» **Supplied material**:
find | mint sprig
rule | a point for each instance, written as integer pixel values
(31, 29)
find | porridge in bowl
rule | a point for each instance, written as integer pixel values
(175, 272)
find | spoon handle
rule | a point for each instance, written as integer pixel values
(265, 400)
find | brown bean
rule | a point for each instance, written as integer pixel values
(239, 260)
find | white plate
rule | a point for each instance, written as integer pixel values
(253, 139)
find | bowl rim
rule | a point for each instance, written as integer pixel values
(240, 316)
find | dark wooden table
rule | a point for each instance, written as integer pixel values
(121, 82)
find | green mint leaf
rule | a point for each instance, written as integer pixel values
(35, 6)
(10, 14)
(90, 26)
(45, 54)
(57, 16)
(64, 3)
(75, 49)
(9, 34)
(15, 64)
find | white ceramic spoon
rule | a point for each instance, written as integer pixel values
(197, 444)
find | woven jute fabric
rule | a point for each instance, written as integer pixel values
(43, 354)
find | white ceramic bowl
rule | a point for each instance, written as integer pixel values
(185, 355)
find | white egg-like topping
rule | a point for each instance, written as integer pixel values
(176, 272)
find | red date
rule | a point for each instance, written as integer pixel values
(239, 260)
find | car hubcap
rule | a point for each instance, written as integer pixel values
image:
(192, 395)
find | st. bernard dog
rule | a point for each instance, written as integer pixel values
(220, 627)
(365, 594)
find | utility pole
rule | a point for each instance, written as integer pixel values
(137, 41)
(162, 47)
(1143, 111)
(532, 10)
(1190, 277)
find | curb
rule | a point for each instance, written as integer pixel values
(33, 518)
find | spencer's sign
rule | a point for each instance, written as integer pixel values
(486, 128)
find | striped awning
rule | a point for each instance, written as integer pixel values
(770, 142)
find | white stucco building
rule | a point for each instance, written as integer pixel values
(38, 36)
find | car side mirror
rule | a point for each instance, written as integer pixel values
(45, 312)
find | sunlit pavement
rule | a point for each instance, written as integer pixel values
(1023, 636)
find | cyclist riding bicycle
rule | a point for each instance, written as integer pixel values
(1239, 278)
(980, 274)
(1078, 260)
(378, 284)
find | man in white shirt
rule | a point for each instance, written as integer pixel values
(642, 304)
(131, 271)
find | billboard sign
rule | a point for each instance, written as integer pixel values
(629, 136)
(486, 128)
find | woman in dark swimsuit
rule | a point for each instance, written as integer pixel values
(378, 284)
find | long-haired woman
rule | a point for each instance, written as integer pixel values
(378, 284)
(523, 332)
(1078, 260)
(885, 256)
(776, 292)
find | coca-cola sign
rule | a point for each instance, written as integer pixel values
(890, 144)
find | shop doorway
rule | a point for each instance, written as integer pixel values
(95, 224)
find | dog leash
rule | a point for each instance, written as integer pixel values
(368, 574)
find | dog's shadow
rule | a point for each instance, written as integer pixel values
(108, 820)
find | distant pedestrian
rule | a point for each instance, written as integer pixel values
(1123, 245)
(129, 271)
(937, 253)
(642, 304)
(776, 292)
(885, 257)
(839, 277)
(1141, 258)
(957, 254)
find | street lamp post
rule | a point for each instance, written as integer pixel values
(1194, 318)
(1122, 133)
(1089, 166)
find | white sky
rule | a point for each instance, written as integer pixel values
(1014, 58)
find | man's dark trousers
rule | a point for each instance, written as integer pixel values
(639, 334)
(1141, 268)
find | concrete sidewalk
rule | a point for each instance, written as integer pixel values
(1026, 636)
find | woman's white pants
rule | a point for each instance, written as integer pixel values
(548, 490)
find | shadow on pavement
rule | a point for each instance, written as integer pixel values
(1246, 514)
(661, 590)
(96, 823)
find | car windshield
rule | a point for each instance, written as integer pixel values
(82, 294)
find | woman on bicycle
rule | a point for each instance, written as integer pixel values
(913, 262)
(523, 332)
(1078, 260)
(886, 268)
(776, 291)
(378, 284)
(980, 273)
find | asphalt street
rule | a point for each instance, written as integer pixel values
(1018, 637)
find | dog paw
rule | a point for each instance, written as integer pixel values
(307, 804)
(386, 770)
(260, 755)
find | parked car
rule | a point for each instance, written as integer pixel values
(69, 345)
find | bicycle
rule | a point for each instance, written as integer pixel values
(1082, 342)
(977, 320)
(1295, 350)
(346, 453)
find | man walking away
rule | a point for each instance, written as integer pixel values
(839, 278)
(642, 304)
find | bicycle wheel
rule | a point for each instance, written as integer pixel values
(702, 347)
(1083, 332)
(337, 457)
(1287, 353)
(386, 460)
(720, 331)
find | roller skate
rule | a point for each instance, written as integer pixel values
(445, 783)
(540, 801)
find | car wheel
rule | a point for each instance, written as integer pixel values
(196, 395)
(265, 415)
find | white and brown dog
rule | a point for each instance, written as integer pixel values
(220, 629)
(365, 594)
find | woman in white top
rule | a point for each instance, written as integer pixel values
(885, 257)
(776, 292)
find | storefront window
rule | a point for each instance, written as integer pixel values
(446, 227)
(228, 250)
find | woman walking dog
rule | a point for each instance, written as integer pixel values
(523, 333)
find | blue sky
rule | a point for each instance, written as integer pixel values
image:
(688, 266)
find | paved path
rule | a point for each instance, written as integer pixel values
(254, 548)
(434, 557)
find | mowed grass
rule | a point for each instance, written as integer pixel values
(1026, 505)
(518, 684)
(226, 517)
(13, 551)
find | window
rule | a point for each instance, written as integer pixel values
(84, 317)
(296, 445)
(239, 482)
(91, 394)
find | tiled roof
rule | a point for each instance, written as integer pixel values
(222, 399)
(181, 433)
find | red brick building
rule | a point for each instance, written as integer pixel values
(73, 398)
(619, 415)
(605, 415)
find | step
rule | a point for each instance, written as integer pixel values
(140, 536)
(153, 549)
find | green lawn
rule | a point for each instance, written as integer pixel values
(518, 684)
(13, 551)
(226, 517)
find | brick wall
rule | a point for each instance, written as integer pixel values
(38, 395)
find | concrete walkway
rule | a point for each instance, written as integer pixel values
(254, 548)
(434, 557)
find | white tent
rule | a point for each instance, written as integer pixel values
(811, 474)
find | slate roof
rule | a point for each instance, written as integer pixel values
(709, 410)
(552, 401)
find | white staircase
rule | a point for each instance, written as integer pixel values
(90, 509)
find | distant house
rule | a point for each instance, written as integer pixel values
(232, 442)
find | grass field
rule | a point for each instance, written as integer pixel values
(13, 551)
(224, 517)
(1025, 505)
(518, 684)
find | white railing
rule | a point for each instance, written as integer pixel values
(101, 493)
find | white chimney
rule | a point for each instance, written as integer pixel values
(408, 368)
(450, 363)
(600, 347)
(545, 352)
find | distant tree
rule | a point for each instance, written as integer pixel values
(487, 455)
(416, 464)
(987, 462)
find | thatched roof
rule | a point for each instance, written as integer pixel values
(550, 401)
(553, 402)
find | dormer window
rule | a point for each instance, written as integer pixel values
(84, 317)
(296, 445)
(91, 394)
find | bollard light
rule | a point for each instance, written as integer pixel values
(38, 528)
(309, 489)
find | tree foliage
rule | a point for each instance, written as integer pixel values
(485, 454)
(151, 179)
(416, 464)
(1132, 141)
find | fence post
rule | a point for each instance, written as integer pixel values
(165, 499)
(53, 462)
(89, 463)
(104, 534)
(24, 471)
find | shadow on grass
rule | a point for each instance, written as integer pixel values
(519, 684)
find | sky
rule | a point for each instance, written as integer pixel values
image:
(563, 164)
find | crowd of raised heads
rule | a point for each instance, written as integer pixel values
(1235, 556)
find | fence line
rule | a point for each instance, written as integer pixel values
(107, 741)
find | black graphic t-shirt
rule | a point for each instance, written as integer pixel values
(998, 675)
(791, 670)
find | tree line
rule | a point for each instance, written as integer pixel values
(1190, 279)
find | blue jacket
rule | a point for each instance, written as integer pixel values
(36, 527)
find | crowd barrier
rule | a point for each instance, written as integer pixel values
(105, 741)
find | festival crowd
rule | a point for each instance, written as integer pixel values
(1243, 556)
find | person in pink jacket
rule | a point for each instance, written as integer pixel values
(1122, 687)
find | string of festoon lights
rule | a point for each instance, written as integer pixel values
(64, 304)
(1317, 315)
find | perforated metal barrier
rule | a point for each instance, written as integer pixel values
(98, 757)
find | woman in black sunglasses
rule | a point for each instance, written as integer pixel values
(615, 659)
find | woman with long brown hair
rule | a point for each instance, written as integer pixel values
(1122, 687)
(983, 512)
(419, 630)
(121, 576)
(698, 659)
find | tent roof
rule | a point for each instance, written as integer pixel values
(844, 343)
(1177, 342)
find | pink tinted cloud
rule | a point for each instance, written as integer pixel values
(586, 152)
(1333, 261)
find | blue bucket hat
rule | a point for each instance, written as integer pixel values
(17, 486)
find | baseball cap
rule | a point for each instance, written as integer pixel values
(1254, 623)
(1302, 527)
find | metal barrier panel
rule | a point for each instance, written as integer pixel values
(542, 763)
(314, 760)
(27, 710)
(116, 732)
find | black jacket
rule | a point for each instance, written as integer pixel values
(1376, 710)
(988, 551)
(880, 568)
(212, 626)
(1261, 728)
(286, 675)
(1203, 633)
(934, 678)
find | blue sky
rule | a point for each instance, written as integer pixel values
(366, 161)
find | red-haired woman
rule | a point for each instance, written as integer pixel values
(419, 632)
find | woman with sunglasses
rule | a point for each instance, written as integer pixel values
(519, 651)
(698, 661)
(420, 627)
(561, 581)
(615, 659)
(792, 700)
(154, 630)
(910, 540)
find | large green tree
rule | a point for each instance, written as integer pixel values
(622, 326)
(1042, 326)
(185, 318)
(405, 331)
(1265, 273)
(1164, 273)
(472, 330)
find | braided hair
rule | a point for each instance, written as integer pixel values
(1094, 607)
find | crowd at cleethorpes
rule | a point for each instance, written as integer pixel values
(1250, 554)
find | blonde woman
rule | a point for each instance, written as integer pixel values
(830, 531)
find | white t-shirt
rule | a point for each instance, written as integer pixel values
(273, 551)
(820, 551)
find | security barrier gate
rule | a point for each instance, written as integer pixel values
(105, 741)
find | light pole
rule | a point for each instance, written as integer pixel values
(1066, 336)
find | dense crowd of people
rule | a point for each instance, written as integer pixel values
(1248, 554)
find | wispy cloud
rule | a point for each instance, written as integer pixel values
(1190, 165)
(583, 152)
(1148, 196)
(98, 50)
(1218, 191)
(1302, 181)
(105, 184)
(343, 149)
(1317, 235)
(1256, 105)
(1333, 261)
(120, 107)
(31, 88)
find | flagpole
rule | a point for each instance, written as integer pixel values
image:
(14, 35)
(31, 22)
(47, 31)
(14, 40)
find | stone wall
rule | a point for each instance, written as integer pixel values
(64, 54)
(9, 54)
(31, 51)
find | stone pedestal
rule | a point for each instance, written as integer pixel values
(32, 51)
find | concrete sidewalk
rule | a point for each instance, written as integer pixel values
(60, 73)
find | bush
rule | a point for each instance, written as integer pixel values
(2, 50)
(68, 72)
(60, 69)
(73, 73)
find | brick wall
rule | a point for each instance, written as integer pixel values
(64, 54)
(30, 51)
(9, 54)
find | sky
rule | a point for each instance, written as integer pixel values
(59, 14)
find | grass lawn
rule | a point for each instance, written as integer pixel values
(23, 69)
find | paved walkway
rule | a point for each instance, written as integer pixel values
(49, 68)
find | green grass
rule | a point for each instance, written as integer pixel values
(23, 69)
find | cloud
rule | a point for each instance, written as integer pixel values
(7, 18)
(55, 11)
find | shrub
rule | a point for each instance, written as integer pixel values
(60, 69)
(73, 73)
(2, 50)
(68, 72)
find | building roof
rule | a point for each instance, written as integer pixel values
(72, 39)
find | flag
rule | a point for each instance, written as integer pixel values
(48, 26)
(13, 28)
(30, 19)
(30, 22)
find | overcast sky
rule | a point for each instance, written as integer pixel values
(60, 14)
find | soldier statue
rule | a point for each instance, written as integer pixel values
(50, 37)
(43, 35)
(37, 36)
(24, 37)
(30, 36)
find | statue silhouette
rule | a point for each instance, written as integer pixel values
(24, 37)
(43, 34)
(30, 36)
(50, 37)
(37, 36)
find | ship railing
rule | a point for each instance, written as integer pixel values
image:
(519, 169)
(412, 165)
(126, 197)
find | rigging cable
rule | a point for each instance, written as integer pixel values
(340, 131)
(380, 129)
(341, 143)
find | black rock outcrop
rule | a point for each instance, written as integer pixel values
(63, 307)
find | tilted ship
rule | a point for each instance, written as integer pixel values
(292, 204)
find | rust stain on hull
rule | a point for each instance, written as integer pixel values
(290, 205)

» **Task description**: In the entries above, find the line with "find | white staircase" and the line with "find | person in pink jacket", then restate word for word both of them and every line between, with nothing more.

» **Exercise output**:
find | white staircase
rule | a point for each instance, written as integer pixel values
(90, 509)
find | distant house
rule | a point for each instance, written as integer pixel values
(232, 442)
find | grass field
rule | a point for each instance, written as integer pixel values
(13, 551)
(224, 517)
(1025, 505)
(518, 684)
find | white railing
rule | a point for each instance, written as integer pixel values
(101, 493)
find | white chimney
rule | a point for each instance, written as integer pixel values
(408, 368)
(450, 363)
(600, 347)
(545, 352)
find | distant tree
rule | a point for each instance, written as integer pixel values
(487, 455)
(416, 464)
(987, 462)
find | thatched roof
rule | a point for each instance, written as integer pixel values
(550, 401)
(553, 402)
find | dormer window
rule | a point for each instance, written as integer pixel values
(84, 317)
(296, 445)
(91, 394)
find | bollard light
rule | a point for each instance, written as integer pixel values
(38, 528)
(309, 489)
find | tree foliage
rule | a point for each instance, written as integer pixel values
(485, 454)
(151, 179)
(416, 464)
(1132, 141)
find | fence post
rule | a point for each instance, written as integer pixel values
(165, 499)
(53, 462)
(89, 463)
(104, 534)
(24, 471)
find | shadow on grass
rule | a point for each instance, written as integer pixel values
(519, 684)
find | sky
rule | a point for each instance, written as integer pixel values
image:
(563, 164)
find | crowd of raised heads
rule | a point for each instance, written as integer pixel values
(1235, 556)
find | fence line
rule | a point for each instance, written as integer pixel values
(107, 741)
find | black graphic t-shirt
rule | a point for each instance, written as integer pixel values
(998, 675)
(791, 670)
find | tree line
rule | a point for each instance, written as integer pixel values
(1190, 279)
find | blue jacket
rule | a point for each instance, written as integer pixel values
(36, 527)
find | crowd barrier
rule | a point for each instance, written as integer pixel values
(105, 741)
find | festival crowd
rule | a point for each instance, written as integer pixel values
(1243, 556)
find | person in pink jacket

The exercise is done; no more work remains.